* [Given passage]
ACCOUNTING CONVENTION
The accounts are prepared in accordance with the historical cost
convention.
TURNOVER
In the opinion of the directors, disclosure of turnover is most
closely represented for the company as being comprised of interest
receivable net of discounts and funding costs, commission receivable
and income from asset disposals. These changes represent an adaptation
of the profit and loss account format laid down in Schedule 4 to the
Companies Act 1985 due to the special nature of the company's
business.
CASH FLOW STATEMENT AND RELATED PARTY DISCLOSURE
The company is a wholly owned subsidiary of RMAC Holdings Limited,
incorporated in England & Wales, whose accounts are publicly
available. Consequently, the company has taken advantage of the
exemption from preparing a cash flow statement under the terms of
Financial Reporting Standard 1 (Revised 1996). The company is exempt
under the terms of Financial Reporting Standard 8 from disclosing
related party transactions (but not balances) with entities that are
part of the RMAC Holdings Limited Group or investees of the RMAC
Holdings Limited Group.

* [Written request 1] Please transcribe the records word for word, starting with the line that contains "Goal: detect all instances of cobblestone" and continuing through the line that contains "(0, 815), (1045, 1148)", with both of those lines included.

* [Records provided]
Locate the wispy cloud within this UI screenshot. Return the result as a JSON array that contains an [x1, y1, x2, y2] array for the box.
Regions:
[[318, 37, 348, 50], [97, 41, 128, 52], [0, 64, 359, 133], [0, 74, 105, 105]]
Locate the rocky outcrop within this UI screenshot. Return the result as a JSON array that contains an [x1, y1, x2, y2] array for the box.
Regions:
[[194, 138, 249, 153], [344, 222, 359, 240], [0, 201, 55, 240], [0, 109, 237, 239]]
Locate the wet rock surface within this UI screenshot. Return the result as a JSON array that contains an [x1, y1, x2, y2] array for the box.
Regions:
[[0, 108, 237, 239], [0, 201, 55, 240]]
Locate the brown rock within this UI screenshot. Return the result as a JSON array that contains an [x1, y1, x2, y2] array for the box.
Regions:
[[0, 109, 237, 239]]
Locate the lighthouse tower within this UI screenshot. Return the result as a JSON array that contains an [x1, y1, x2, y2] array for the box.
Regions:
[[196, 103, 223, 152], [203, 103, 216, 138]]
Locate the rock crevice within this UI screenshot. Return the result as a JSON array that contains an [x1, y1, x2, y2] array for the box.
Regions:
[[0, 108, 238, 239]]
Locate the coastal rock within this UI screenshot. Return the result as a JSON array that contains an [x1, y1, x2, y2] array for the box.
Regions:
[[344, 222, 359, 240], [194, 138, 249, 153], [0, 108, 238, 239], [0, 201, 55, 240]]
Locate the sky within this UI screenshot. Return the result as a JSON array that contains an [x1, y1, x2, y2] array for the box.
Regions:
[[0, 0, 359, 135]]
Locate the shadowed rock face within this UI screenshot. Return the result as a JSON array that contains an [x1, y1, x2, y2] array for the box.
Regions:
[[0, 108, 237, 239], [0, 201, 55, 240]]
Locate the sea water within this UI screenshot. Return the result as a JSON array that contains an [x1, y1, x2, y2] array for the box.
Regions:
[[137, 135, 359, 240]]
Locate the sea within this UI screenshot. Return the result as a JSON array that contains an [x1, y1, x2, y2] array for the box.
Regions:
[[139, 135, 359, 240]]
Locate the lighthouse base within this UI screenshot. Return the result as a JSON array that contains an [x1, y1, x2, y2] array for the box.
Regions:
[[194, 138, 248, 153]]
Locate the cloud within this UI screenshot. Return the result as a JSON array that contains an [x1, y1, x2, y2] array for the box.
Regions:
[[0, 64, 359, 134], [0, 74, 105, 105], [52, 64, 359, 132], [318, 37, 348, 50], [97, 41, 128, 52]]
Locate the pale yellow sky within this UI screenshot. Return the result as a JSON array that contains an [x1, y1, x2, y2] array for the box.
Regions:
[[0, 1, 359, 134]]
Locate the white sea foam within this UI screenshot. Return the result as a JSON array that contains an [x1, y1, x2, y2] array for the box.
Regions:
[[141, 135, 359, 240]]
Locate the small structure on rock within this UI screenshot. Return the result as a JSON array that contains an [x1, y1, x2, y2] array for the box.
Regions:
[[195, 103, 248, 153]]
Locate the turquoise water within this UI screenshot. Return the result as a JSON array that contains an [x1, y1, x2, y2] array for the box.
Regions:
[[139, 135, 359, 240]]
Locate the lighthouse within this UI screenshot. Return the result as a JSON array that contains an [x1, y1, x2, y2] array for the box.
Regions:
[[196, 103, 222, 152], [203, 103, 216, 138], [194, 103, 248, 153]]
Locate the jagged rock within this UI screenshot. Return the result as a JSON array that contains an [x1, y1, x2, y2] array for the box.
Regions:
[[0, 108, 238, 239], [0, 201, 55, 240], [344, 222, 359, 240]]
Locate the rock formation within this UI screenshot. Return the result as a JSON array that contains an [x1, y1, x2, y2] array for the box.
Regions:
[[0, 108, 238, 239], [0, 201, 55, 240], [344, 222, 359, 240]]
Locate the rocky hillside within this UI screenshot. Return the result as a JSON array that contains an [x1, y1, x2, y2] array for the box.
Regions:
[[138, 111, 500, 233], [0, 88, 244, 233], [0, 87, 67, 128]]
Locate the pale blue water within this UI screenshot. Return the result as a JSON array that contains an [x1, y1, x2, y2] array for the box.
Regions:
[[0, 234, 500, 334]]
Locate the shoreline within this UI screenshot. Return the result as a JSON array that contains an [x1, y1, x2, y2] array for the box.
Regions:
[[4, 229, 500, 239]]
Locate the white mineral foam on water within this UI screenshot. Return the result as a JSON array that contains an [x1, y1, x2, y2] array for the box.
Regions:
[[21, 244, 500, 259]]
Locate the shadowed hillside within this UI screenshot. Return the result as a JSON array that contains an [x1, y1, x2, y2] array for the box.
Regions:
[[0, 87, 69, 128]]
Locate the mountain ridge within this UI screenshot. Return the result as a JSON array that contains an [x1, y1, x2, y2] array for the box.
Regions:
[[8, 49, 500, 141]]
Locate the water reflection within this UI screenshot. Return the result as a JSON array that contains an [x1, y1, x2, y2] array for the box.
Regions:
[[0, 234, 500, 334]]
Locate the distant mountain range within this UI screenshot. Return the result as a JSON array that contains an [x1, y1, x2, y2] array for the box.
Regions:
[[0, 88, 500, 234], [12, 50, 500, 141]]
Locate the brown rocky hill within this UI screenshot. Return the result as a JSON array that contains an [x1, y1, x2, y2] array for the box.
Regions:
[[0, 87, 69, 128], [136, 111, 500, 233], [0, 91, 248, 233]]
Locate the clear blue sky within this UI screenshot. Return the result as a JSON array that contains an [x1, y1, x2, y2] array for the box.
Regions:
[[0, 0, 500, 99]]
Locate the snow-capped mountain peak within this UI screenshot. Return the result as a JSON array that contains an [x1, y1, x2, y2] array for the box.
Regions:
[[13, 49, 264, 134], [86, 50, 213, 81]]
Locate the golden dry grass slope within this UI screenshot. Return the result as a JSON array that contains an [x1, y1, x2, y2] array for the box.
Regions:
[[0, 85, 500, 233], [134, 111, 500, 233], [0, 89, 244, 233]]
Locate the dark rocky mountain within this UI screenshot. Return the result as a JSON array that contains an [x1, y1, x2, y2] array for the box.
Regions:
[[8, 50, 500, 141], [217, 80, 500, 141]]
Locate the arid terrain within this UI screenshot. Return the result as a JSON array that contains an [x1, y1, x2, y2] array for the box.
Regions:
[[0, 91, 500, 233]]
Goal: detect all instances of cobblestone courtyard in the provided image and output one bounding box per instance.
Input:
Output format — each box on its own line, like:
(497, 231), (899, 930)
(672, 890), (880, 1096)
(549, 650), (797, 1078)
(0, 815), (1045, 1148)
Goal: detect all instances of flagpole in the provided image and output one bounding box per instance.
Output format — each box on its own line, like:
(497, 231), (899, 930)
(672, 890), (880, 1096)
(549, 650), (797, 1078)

* [Written request 2] According to the accounting notes, which company wholly owns the company?

* [Correct answer 1]
Goal: detect all instances of cobblestone courtyard in the provided image and output one bounding box per instance.
Input:
Output format — each box on its own line, like:
(497, 231), (899, 930)
(672, 890), (880, 1096)
(549, 650), (797, 1078)
(0, 815), (1045, 1148)

* [Correct answer 2] RMAC Holdings Limited.